PAGE EXCERPT |
# # # # #

Spector joins Bush in calling for openness in science education

From Pennsylvania State University's Centre Daily Times...

Sen. Arlen Specter said yesterday that he sees no harm in teaching intelligent design alongside evolution in the nation's schools as competing explanations for the origin of life.

"My own instincts are to teach everything and let people take their choices," the Pennsylvania Republican said, responding to questions on the topic. "My instinct is not to object to people hearing all sides of all issues, no matter how much I disagree with them."...

But, while Bush declined to give his personal views, Specter declared, "I'm with Darwin," the British naturalist who in 1859 propounded the theory of evolution.

"I'm for survival of the fittest," Specter said, smiling. "That's what I'm fighting right now - whether I'm fit enough to survive."

How long until the zealots for the religion of Evolution start calling him names?


From Salt Lake City's Deseret Morning News...

[Utah] State Sen. Chris Buttars will meet with education officials next week to inquire about discussions of evolution and humans in public schools — a chat he says could determine whether he'll pursue the idea of requiring schools also teach "divine" or "intelligent design" to explain the origins of life.

Meanwhile, the State Office of Education is preparing a position statement on teaching evolution and its already-established place in the state core curriculum. The statement will come before the State Board of Education in September, state curriculum director Brett Moulding said....

Buttars' main concern is whether students are being taught humans evolved from other species.

# # # # #

PROVIDED INFORMATION |
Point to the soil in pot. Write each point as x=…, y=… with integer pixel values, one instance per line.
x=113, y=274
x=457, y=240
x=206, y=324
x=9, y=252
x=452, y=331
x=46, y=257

# # # # #

Condense the paragraph in the science education excerpt that opens with "[Utah] State Sen. Chris Buttars will meet" into a shorter version that keeps its main facts.

PROBLEM SOLUTION | Next week, Utah State Sen. Chris Buttars will meet education officials to ask how evolution and humans are discussed in public schools. He says the talk could decide whether he pursues requiring schools to also teach "divine" or "intelligent design" to explain the origins of life.